··· Selected extract ···

Japanesse Cryptid: Kappa
Kappa are Japanese flesh-eating water imps who live in rivers, lakes, ponds, and other watery realms. They smell like fish and are generally portrayed with the body of a tortoise, ape-like head, scaly limbs, long hair circling the skull, webbed feet and hands, and yellow-green skin. They are often depicted with a tortoise shell attached to their backs. Some say they can change color like a chameleon. They hate metal objects and loud noises.
The defining characteristic of the Kappa is the hollow cavity atop its head. This saucer-like depression holds a strength-giving fluid. Should you chance upon the quarrelsome Kappa, please remember to bow deeply. If the courteous Kappa bows in return, it will spill its strength-giving water, making it feeble, and forcing it to return to its water kingdom.
About the size of a child aged 6 to 10, the Kappa is nonetheless incredibly strong. It attacks horses, cattle, and humans, usually dragging its prey into the water, where, according to various legends, it feeds on their blood, or drains their life force, or pulls out their livers through their anuses, or sucks out their entrails, leaving nothing behind except a hollow gourd. In some tales, the Kappa is associated with theft and raping women. Stories tell of Kappa pulling little children into water and drowning them. In many localities, drowning is still referred to as Gappadoko.

··· Data to examine ···

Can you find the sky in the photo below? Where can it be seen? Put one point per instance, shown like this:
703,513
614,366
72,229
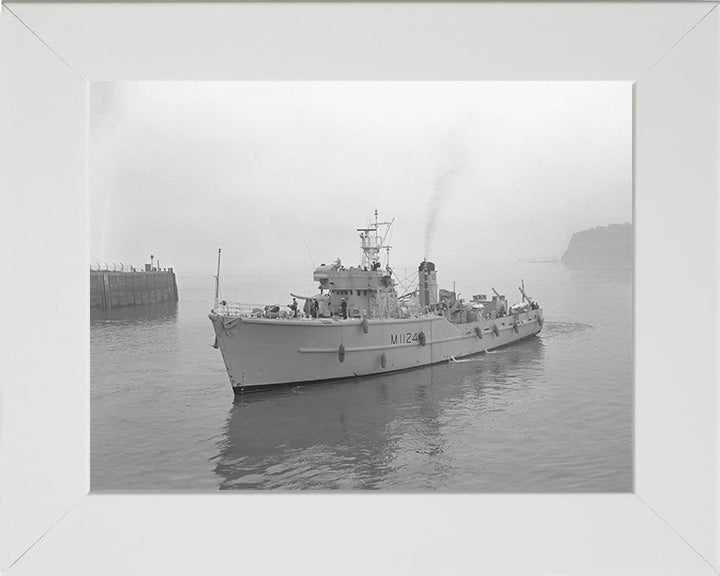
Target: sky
280,174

···

[What you need to do]
1. Recast the paragraph of the Kappa passage that begins "The defining characteristic of the Kappa" as a short bulleted list that keeps its main facts.
2. Continue the Kappa passage, starting right after its final sentence about drowning.

[Answer section]
1.
- The Kappa's defining feature is a hollow, saucer-like cavity on top of its head.
- This cavity holds a fluid that gives the Kappa its strength.
- If you meet a Kappa, bow deeply.
- If the Kappa bows back, it spills the fluid, grows feeble, and must return to its water kingdom.

2.
Kappa are mostly evil, but not always. When benevolent, the Kappa is supposedly a skilled teacher in the art of bone setting and other medical skills. The Kappa is always portrayed as trustworthy despite its many evil ways. When captured and forced to promise never again to harm anyone, the Kappa always keeps its promise. Kappa often help or mentor those who outwit them or capture them.
Kappa are usually seen as mischievous troublemakers or trickster figures. Their pranks ranger from the relatively innocent, such as looking up women’s kimonos, to the malevolent, such as drowning people and animals, kidnapping children, and raping women.
As water monsters, Kappa have been blamed for drownings, and are often said to try to lure people into water and pull them in with their great skill at wrestling. They are sometimes said to take their victims for the purpose of drinking their blood, eating their livers. Even today, signs warning about Kappa appear by bodies of water in some Japanese towns and villages.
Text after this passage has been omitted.